◆ STORED DATA:
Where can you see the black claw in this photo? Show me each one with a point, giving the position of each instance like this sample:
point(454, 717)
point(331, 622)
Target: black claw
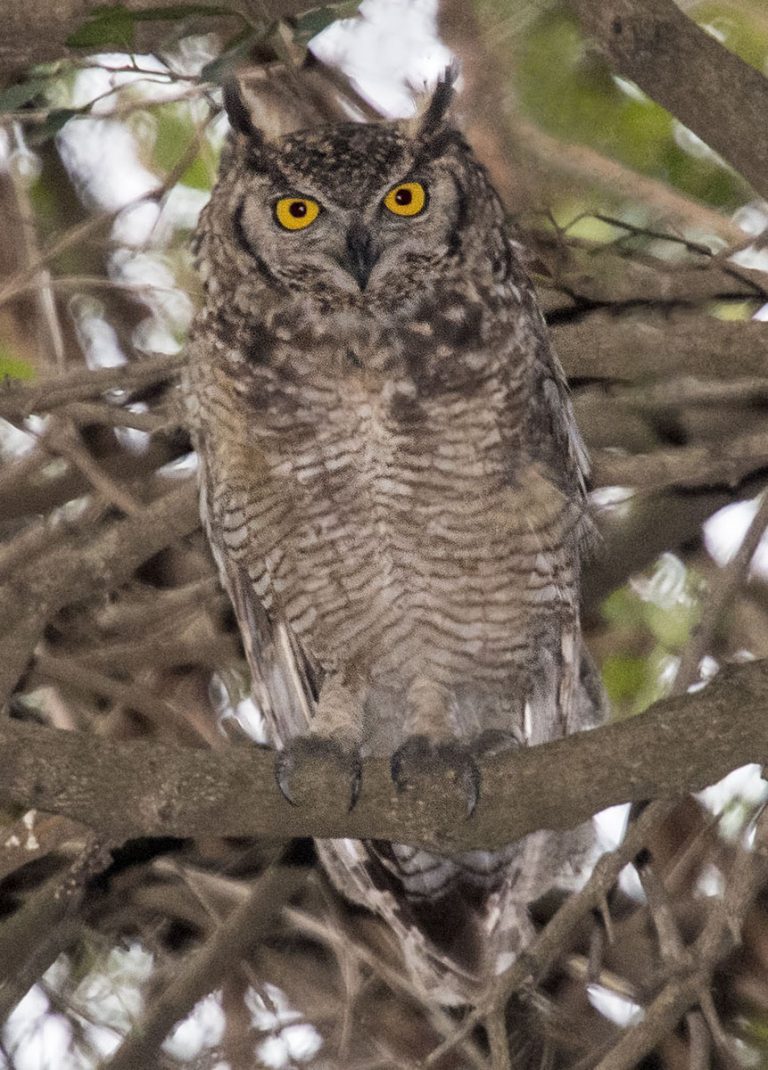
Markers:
point(309, 770)
point(419, 760)
point(494, 742)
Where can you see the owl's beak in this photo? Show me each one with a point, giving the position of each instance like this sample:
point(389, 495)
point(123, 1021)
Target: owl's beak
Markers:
point(361, 254)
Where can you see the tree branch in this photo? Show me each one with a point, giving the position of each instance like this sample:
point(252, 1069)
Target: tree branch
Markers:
point(148, 789)
point(715, 93)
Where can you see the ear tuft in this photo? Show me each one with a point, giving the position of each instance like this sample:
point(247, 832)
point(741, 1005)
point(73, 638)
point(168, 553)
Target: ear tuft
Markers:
point(442, 98)
point(237, 110)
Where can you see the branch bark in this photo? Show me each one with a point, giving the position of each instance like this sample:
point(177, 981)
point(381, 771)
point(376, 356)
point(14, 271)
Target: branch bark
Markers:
point(715, 93)
point(148, 789)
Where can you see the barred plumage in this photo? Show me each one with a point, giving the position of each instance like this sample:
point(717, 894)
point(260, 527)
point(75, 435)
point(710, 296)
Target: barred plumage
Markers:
point(393, 485)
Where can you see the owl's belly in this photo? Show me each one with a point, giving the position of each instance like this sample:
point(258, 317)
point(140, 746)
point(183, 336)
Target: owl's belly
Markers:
point(410, 554)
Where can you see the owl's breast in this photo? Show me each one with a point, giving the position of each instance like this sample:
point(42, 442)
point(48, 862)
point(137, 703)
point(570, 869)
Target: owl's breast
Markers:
point(404, 532)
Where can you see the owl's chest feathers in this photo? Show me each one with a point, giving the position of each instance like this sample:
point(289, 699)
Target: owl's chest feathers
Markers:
point(383, 507)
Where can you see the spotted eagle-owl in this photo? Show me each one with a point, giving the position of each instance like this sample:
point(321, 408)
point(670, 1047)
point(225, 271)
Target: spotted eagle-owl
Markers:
point(394, 488)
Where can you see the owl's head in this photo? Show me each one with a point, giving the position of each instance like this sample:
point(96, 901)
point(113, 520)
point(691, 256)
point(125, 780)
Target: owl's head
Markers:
point(356, 214)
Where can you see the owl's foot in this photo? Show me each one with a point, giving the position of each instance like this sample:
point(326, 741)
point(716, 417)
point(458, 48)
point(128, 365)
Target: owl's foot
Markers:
point(317, 770)
point(420, 764)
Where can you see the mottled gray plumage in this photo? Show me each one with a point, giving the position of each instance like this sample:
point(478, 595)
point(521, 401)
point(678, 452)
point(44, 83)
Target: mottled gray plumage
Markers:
point(393, 485)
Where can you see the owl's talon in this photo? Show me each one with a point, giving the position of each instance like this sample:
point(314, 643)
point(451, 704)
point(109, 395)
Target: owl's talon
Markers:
point(419, 761)
point(309, 770)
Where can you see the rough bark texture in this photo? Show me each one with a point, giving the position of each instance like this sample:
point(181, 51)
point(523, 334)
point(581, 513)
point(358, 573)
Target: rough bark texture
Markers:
point(139, 789)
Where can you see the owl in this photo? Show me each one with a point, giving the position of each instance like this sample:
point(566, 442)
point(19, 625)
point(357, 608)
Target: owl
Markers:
point(394, 488)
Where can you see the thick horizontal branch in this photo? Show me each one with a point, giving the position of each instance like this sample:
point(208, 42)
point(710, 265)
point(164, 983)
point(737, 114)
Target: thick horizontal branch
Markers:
point(633, 349)
point(715, 93)
point(148, 789)
point(723, 463)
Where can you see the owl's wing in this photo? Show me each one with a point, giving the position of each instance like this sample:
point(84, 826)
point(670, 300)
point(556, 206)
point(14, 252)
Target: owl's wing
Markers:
point(285, 683)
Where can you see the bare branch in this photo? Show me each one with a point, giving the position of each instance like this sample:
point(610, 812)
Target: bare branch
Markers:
point(249, 922)
point(715, 93)
point(723, 463)
point(147, 789)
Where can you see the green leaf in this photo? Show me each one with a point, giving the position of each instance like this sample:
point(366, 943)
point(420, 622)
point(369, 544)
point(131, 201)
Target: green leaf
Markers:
point(313, 21)
point(12, 367)
point(174, 132)
point(16, 96)
point(235, 49)
point(113, 26)
point(52, 124)
point(178, 12)
point(624, 676)
point(109, 26)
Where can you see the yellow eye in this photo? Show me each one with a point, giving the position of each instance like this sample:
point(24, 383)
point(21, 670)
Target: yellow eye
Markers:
point(295, 213)
point(409, 198)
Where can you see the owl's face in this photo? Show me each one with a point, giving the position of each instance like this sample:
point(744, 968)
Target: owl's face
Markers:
point(353, 207)
point(356, 215)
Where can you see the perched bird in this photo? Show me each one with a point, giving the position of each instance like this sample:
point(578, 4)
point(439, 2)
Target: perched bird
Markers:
point(394, 488)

◆ TASK DIRECTIONS: Report every line from the material above that mentions the word "tuft".

◆ WRITTEN SOLUTION:
Where can you see the ear tuft in this photo? Show me each one with a point, giving the position of each instance like this sample:
Target: ear tuft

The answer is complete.